WORK INSTRUCTION: All lines in the data that hold the word "soil" need copying.

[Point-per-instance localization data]
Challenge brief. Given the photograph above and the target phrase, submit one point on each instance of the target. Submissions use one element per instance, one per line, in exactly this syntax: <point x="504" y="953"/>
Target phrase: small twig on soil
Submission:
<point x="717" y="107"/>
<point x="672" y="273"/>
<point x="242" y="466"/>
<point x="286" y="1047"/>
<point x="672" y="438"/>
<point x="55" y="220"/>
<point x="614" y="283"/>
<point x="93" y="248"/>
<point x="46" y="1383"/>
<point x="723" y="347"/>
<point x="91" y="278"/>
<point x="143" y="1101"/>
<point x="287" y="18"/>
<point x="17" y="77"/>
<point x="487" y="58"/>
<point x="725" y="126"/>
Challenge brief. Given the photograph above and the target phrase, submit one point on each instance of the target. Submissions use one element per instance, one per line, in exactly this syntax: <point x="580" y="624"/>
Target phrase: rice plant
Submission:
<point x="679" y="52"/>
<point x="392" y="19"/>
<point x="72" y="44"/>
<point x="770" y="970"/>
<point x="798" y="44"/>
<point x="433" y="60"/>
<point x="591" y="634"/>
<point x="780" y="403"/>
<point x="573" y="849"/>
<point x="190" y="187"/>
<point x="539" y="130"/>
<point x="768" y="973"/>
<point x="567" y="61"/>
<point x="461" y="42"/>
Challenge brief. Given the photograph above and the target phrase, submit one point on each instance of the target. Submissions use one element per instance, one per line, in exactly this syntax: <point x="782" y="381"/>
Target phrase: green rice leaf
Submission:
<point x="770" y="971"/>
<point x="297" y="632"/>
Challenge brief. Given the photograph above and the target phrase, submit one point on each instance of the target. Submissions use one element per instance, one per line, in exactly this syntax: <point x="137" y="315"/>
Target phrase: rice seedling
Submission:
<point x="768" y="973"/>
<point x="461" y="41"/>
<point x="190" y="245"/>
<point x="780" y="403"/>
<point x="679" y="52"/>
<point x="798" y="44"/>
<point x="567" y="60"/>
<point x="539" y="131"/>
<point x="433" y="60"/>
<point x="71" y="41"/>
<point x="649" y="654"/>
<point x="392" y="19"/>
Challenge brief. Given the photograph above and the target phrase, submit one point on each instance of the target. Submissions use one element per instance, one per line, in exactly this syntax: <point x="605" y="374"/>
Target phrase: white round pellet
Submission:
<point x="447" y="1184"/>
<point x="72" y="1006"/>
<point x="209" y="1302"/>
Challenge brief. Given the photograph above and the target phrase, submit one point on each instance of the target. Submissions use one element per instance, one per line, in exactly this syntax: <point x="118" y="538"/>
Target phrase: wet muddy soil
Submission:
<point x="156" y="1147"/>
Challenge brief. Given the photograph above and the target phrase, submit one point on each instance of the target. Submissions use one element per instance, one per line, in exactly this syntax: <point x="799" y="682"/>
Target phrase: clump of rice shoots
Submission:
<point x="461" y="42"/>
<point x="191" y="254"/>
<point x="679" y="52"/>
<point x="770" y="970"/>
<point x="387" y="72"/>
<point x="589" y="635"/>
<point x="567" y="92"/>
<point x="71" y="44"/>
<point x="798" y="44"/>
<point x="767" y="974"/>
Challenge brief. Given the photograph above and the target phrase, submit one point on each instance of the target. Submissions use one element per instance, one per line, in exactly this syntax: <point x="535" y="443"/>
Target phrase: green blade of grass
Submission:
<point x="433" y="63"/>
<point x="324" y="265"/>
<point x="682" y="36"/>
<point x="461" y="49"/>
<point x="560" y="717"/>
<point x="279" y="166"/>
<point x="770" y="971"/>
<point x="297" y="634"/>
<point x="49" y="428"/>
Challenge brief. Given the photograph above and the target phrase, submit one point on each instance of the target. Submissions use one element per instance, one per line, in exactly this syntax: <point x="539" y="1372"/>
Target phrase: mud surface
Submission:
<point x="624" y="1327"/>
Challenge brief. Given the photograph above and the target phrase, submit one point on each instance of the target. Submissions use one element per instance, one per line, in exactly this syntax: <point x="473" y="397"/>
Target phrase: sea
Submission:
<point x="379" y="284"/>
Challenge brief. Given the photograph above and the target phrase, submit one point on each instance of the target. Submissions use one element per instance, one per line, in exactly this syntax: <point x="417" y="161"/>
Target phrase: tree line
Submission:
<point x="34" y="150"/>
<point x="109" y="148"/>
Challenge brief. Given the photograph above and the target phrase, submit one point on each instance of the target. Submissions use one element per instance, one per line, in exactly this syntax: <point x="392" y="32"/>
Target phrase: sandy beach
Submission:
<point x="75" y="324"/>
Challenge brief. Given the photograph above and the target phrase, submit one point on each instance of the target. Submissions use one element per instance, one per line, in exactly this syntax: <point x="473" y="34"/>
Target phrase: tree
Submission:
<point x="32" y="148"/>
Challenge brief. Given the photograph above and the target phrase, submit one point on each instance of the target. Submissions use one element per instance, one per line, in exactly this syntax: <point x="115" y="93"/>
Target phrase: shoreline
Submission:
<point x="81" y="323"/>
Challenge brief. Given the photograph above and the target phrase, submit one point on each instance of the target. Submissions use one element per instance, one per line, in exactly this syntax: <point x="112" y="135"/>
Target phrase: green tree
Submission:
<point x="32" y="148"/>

SOLUTION TO THIS EXERCISE:
Target phrase: small twig on soil
Target phrase: wet muddy soil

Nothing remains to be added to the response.